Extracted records

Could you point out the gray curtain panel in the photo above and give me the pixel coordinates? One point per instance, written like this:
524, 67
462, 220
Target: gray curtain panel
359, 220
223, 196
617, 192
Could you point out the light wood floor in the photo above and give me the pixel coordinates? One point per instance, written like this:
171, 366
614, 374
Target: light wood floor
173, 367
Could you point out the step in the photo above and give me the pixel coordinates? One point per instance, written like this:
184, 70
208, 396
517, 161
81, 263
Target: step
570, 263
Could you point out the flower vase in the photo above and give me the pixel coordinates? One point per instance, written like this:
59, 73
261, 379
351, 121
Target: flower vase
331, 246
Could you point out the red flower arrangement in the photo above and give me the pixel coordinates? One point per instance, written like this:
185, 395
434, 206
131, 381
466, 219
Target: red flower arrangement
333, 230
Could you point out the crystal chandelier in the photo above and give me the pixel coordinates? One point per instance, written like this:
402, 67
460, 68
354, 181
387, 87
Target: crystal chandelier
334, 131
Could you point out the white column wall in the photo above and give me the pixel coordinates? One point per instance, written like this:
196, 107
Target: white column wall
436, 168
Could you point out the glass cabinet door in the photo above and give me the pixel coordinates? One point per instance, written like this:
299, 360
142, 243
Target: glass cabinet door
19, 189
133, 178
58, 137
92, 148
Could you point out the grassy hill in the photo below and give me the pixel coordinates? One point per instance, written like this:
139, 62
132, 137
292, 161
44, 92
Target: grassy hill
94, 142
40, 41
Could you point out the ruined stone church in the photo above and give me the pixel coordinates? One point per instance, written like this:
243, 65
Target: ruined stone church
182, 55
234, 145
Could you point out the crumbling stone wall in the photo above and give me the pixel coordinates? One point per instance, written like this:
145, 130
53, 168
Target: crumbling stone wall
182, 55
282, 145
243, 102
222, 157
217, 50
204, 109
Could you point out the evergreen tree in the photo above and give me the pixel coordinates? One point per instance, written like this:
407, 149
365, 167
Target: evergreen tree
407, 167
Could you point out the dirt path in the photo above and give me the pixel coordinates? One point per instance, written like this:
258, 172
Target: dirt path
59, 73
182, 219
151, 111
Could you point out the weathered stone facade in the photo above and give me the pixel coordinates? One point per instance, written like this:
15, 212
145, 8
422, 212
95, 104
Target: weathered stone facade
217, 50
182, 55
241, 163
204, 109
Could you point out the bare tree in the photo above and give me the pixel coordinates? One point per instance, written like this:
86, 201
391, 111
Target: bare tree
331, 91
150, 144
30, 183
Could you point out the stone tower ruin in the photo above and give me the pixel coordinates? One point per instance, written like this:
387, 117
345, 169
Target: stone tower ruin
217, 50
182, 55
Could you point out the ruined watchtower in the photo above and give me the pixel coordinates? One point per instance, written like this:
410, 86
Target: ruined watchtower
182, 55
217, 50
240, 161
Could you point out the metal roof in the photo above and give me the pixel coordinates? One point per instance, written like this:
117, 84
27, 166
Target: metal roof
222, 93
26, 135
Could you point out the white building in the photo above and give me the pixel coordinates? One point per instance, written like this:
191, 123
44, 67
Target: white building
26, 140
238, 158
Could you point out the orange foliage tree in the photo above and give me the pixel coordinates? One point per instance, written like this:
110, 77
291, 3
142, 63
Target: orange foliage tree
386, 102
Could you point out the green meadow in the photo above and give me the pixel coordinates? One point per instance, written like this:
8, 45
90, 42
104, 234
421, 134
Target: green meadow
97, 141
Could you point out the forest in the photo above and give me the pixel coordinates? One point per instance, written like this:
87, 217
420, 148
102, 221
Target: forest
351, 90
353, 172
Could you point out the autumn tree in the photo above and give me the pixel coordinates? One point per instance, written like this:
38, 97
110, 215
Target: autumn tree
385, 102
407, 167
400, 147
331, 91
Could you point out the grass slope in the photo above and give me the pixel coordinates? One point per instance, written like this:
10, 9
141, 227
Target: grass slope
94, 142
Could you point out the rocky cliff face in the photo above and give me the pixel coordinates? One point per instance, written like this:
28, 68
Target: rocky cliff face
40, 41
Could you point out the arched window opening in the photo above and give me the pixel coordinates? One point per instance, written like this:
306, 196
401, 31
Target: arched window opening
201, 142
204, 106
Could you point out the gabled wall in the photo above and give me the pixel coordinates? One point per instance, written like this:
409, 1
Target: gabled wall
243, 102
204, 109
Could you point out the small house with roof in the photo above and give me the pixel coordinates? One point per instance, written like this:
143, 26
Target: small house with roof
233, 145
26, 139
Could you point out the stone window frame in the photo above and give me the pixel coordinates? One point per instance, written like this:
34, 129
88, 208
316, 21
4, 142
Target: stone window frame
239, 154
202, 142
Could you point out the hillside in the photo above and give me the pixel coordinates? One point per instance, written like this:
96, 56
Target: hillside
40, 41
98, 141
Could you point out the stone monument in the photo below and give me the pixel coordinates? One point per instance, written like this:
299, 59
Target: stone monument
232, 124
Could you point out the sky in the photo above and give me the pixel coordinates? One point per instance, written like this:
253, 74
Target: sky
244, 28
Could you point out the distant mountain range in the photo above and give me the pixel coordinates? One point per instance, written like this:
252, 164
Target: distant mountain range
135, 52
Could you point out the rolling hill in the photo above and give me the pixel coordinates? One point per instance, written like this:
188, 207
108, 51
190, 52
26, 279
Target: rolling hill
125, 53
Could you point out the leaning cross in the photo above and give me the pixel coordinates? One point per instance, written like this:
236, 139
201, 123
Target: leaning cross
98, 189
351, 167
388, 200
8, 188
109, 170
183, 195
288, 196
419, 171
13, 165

Written instruction:
Return every line of the material above verbatim, keeping the original order.

Task response:
Could you point out the gray curtain panel in the photo above and give me the pixel coordinates? One point per instance, written like this:
524, 67
462, 220
Target: gray curtain panel
359, 220
223, 196
617, 192
Could you point out the light wood floor in the photo above and give me the pixel coordinates? One point per instance, written like this:
171, 366
614, 374
Target: light wood floor
173, 367
Could you point out the step in the photo above and give me the pixel coordinates? One point per instance, written like this:
184, 70
208, 396
517, 161
81, 263
Target: step
570, 263
Could you point out the flower vase in the photo above and give me the pixel coordinates? One point per instance, written like this:
59, 73
261, 379
351, 121
Target: flower vase
331, 246
Could you point out the red flower arrangement in the photo above and give me the pixel coordinates? One point per instance, written like this:
185, 395
434, 206
131, 381
466, 219
Target: red flower arrangement
333, 230
Could you point out the crystal chandelier in the photo above and give me the pixel coordinates? One point per instance, written like this:
402, 67
460, 68
354, 181
387, 87
Target: crystal chandelier
334, 131
Could you point out the white column wall in the photo above and give me the pixel coordinates? One point per instance, written like this:
196, 107
Target: white column wall
436, 168
Could you point out the glass cabinet door in the photo above and give me the pixel coordinates? One point per instance, written like this:
299, 360
142, 243
Target: glass cabinet door
19, 189
133, 178
58, 137
92, 148
Could you point out the grassy hill in the photo below and give me the pixel coordinates? One point per instance, written like this:
139, 62
132, 137
292, 161
44, 92
Target: grassy hill
94, 142
40, 41
Could you point out the ruined stone church in the photo above and give me the pixel coordinates? One point per instance, written like this:
243, 65
Target: ruined stone church
182, 55
234, 145
Could you point out the crumbling stone wall in the photo above and give me the pixel coordinates? One point per instance, written like this:
145, 130
53, 168
Target: crumbling stone wall
182, 55
282, 145
243, 102
222, 157
217, 50
204, 109
Could you point out the evergreen tree in the photo above and give me the pixel coordinates? One point per instance, written like this:
407, 149
365, 167
Target: evergreen tree
407, 167
Could you point out the dirt path in the photo above and give me the pixel coordinates? One point per instance, written like this:
258, 172
Target: dirt path
59, 73
182, 219
151, 111
Could you point out the weathered stone facade in the photo above and give me the pixel coordinates? One point per instance, written like this:
15, 212
145, 8
422, 212
95, 104
Target: weathered stone facade
217, 50
182, 55
241, 163
204, 109
Could you point out the bare tree in the photo above and give me the pixel coordinates? One point per instance, written like this:
86, 201
391, 111
Target: bare tree
331, 91
150, 144
30, 183
Could you point out the stone tower ruin in the photo above and give me the pixel coordinates? One point per instance, written like this:
387, 117
345, 169
Target: stone tower ruin
217, 50
182, 55
Could you point out the ruined watchtower in the photo above and give me the pixel coordinates? One point per instance, written like this:
410, 86
Target: ruined watchtower
182, 55
217, 50
240, 161
Could you point out the metal roof in the photo above and give me the pixel coordinates? One point per instance, written like this:
117, 84
27, 166
Target: metal roof
222, 93
26, 135
Could you point out the white building in the photo above and give me the pixel coordinates? One point per instance, written like this:
191, 123
44, 67
Target: white building
26, 140
238, 158
Could you point out the orange foliage tree in the photo above and give me the pixel coordinates? One point per instance, written like this:
110, 77
291, 3
142, 63
Target: orange foliage tree
386, 102
Could you point out the green meadow in the photo above and give me the pixel coordinates? One point per instance, written like this:
8, 45
90, 42
104, 234
421, 134
Target: green meadow
97, 141
Could you point out the forest in the photo above and give me the pixel coordinates? One point per instance, written like this:
87, 217
420, 148
102, 221
Target: forest
351, 90
353, 172
Could you point out the autumn tree in the photo above and give me the pixel coordinates? One point per instance, written like this:
38, 97
110, 215
Target: autumn tree
385, 102
407, 167
400, 147
331, 91
Could you point out the grass slope in the photo above and give me the pixel coordinates? One point per instance, written like this:
10, 9
141, 227
Target: grass slope
94, 142
Could you point out the rocky cliff face in the photo above and give me the pixel coordinates? One point per instance, written like this:
28, 68
Target: rocky cliff face
40, 41
Could you point out the arched window opening in the photo above and give me the pixel coordinates? One point per instance, written like this:
306, 196
401, 31
Target: arched window opening
201, 142
204, 106
Could you point out the gabled wall in the photo above and give me the pixel coordinates? One point per instance, written like this:
409, 1
Target: gabled wall
243, 102
204, 109
Could you point out the small house with roof in the photo above and give me the pixel coordinates? One point per instance, written like this:
143, 26
Target: small house with roof
233, 145
26, 139
Could you point out the stone window frame in the photo above and give me the pixel coordinates? One point per instance, written like this:
34, 129
88, 208
316, 21
4, 142
Target: stone window frame
239, 154
202, 142
Could you point out the hillside in the photo above and give me the pixel coordinates? One point per instance, written like this:
96, 56
Target: hillside
40, 41
98, 141
Could you point out the stone monument in the photo below and give me the pixel coordinates? One point per instance, written like this:
299, 59
Target: stone monument
232, 124
Could you point out the sky in the photo above and give me the pixel coordinates? One point per instance, written like this:
253, 74
Target: sky
244, 28
Could you point out the distant mountain range in the photo above and give me the pixel coordinates? One point per instance, written like this:
252, 164
Target: distant mountain range
135, 52
Could you point out the rolling hill in the photo above and give me the pixel coordinates? One point per instance, written like this:
188, 207
108, 51
190, 52
26, 279
Target: rolling hill
125, 53
Could you point out the leaning cross in the photo above and give me the pixel coordinates? One point per instance, written like this:
236, 139
201, 123
Target: leaning cross
98, 189
351, 167
388, 200
8, 188
109, 170
183, 195
288, 196
419, 171
13, 165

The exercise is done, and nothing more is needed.